**Problem set**
1. Answer these questions from the comments on travel to Yemen:
(a) Where was the grandmother mentioned in the comments born?
(b) How long will the trip to Indochina last, and who is going along?
(c) For how long and in what year did one commenter work with a humanitarian organization in northern Yemen?
2. Rewrite the comments on travel to Yemen from "But I want to" to "wife this Saturday.", substituting "Friday" for "Saturday".

START Passage shown

Once I spend one week in Sanaa and around. The moment I stepped out of the plane I regretted it. I was much younger then, I wouldn’t repeat it again. Nobody should support such despicable people, nobody should help with money or otherwise people who are undescribably racist, intolerant, mysogynistic, who don’t respect basic human rights.
As I told you before, my grandmother was born in Sana.
That’s why I want to go to Yemen so much.
But I want to see Sana too, so I’ll wait for the conditions to improve a bit.
You can put me first when you organize a tour that includes Sana…
I’m going on a month long trip to Indochina with my wife this Saturday.
Hello Fatih, I hope the situation gets better and you can visit your grandmother’s hometown soon!
can you please share the contact to the fixer you had for your trip to Hadramaut?
Sorry, I can’t do that, but you are welcome to join our tour: https://expeditions.againstthecompass.com/tours/yemen/
How do you find the fixers?
l was working with a humanitairian organisation for four months in 2023 in northern Yemen. It is a very beautiful country, indeed, with rich culture and kind people. Unfortunately though, it is still a war country, so I think its quite dangerous to travel there. Even if the situation north and south is different, is alltogether dangerous and unpredictable, so personally i would wait till peace comes in order to travel there.

END Passage shown
START Extracted information

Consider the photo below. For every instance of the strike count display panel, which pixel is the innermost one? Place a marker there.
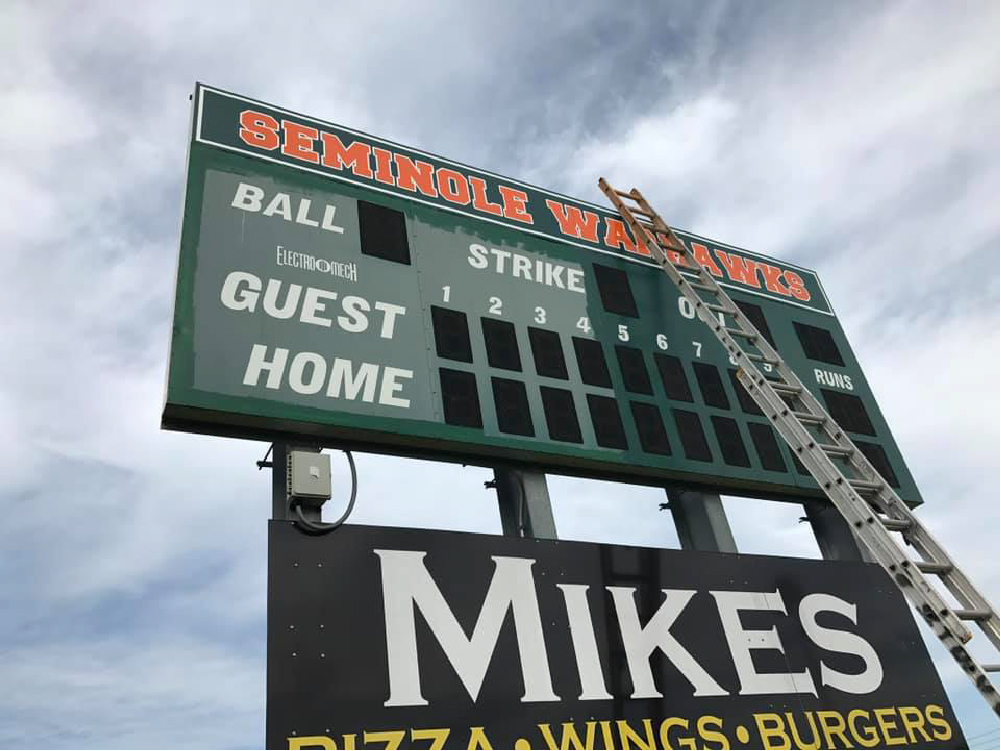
(348, 313)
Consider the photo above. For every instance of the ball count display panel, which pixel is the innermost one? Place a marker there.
(338, 288)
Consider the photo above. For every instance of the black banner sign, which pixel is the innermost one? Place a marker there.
(391, 638)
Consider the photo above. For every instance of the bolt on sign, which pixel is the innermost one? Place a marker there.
(452, 640)
(335, 286)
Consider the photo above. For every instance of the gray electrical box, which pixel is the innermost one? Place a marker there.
(310, 476)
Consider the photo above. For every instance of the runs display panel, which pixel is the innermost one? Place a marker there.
(339, 288)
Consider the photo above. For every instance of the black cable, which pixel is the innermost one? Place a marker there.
(318, 528)
(523, 503)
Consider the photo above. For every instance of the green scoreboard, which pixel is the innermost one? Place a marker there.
(337, 288)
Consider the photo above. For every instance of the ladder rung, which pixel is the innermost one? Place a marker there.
(704, 287)
(894, 525)
(973, 615)
(741, 332)
(720, 308)
(761, 358)
(785, 389)
(865, 485)
(844, 451)
(933, 567)
(809, 417)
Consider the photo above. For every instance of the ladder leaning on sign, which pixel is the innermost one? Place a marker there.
(866, 501)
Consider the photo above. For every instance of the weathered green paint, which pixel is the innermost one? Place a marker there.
(211, 343)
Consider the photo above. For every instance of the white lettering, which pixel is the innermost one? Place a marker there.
(639, 642)
(742, 641)
(407, 586)
(835, 640)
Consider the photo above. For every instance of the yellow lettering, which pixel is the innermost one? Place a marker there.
(913, 719)
(628, 735)
(712, 736)
(478, 739)
(798, 740)
(886, 726)
(771, 726)
(437, 736)
(675, 722)
(836, 728)
(569, 737)
(391, 738)
(936, 718)
(871, 738)
(311, 741)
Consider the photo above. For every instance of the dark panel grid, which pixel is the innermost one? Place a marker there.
(673, 377)
(607, 421)
(650, 427)
(511, 401)
(382, 232)
(728, 434)
(636, 378)
(451, 334)
(818, 343)
(460, 399)
(757, 316)
(548, 353)
(711, 385)
(878, 459)
(748, 405)
(849, 412)
(591, 362)
(502, 344)
(561, 415)
(693, 438)
(617, 295)
(765, 443)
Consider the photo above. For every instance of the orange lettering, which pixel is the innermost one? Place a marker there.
(738, 268)
(383, 167)
(705, 258)
(479, 201)
(299, 141)
(258, 130)
(771, 274)
(452, 186)
(796, 286)
(573, 222)
(338, 156)
(415, 173)
(514, 204)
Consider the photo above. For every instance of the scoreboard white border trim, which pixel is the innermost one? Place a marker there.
(202, 88)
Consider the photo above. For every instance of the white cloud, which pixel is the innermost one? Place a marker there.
(865, 144)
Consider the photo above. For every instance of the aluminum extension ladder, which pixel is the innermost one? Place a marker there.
(871, 508)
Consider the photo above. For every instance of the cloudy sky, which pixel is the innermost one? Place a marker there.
(860, 139)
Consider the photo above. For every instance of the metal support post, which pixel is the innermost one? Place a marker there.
(279, 483)
(834, 536)
(701, 521)
(526, 509)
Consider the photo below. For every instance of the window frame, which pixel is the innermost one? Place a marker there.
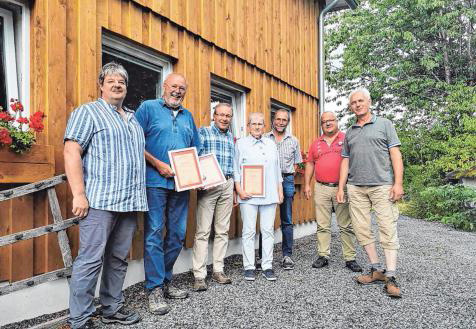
(275, 105)
(220, 86)
(137, 54)
(17, 51)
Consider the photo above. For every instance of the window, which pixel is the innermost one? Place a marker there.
(223, 91)
(14, 52)
(275, 105)
(146, 68)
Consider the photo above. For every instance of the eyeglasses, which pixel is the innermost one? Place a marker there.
(221, 115)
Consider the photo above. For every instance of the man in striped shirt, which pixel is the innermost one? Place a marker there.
(104, 162)
(289, 156)
(216, 201)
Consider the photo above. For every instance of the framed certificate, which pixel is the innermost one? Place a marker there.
(252, 180)
(212, 174)
(186, 168)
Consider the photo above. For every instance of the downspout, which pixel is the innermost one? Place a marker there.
(352, 4)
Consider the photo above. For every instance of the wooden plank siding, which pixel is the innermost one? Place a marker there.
(267, 46)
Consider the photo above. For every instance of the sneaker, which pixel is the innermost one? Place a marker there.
(200, 285)
(88, 325)
(269, 275)
(373, 277)
(288, 263)
(391, 288)
(157, 303)
(320, 262)
(174, 293)
(124, 315)
(249, 275)
(220, 278)
(258, 264)
(353, 266)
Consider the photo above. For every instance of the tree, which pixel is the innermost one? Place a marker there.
(417, 58)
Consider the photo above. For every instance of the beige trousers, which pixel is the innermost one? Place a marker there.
(361, 200)
(325, 199)
(216, 202)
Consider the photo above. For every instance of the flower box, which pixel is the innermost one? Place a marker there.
(36, 164)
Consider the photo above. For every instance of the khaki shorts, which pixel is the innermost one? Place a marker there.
(364, 198)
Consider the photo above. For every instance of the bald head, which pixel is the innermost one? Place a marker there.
(175, 88)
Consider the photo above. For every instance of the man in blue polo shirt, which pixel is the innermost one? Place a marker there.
(167, 126)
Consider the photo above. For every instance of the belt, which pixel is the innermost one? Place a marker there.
(329, 184)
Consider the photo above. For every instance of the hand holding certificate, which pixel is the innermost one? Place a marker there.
(187, 169)
(211, 172)
(252, 180)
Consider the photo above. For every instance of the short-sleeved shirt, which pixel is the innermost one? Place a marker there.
(326, 158)
(165, 132)
(288, 150)
(367, 148)
(263, 151)
(113, 156)
(219, 143)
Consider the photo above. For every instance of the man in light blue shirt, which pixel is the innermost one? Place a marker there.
(258, 150)
(167, 126)
(104, 163)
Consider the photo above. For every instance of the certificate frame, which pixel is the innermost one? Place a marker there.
(186, 178)
(250, 171)
(212, 174)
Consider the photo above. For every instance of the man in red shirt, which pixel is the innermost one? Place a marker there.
(323, 161)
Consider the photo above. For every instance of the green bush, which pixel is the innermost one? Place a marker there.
(450, 204)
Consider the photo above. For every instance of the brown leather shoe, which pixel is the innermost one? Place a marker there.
(221, 278)
(200, 285)
(391, 288)
(373, 277)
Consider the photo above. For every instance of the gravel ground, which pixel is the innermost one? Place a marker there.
(436, 272)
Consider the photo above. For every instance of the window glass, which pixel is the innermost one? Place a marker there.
(3, 87)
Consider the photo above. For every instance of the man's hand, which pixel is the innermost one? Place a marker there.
(307, 191)
(80, 205)
(244, 195)
(164, 169)
(396, 192)
(340, 196)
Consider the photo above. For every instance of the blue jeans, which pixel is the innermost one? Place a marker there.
(169, 209)
(286, 214)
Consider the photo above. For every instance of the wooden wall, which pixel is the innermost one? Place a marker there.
(267, 46)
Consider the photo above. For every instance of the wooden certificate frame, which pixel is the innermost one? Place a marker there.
(252, 180)
(186, 167)
(212, 174)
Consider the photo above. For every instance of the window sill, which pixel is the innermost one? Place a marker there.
(34, 165)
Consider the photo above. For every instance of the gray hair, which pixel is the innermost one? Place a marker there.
(255, 114)
(284, 111)
(110, 69)
(362, 90)
(222, 105)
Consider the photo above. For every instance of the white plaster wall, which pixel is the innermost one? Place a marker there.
(51, 297)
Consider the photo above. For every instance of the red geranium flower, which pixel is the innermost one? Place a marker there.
(5, 138)
(36, 121)
(4, 116)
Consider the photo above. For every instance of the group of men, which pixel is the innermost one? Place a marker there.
(117, 164)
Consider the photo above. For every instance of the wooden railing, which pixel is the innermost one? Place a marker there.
(59, 225)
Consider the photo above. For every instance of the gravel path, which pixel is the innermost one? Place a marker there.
(437, 274)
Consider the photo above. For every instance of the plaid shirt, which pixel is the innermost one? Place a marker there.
(113, 156)
(219, 143)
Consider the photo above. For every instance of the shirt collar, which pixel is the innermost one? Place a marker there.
(216, 129)
(372, 120)
(164, 105)
(112, 107)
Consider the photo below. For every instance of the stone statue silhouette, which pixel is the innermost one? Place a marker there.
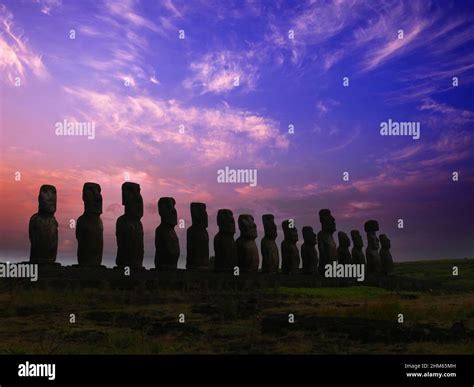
(290, 256)
(197, 239)
(385, 255)
(372, 252)
(224, 245)
(268, 247)
(166, 240)
(247, 251)
(89, 227)
(358, 244)
(43, 228)
(343, 253)
(129, 228)
(309, 255)
(327, 246)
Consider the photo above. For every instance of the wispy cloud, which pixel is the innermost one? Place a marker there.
(17, 58)
(223, 71)
(210, 134)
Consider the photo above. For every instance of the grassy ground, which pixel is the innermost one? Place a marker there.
(111, 321)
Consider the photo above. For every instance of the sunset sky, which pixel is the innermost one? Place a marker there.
(281, 82)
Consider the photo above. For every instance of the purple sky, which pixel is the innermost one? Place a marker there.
(243, 73)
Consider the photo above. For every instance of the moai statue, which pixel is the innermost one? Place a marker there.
(357, 252)
(129, 228)
(309, 254)
(197, 239)
(247, 251)
(385, 255)
(166, 240)
(372, 251)
(43, 228)
(89, 227)
(343, 253)
(224, 245)
(290, 256)
(270, 255)
(327, 246)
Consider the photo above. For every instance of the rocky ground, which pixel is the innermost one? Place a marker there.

END Extracted information

**Answers for the exercise**
1.
(a) In Sana.
(b) A month, with the commenter's wife.
(c) Four months, in 2023.

2.
But I want to see Sana too, so I’ll wait for the conditions to improve a bit.
You can put me first when you organize a tour that includes Sana…
I’m going on a month long trip to Indochina with my wife this Friday.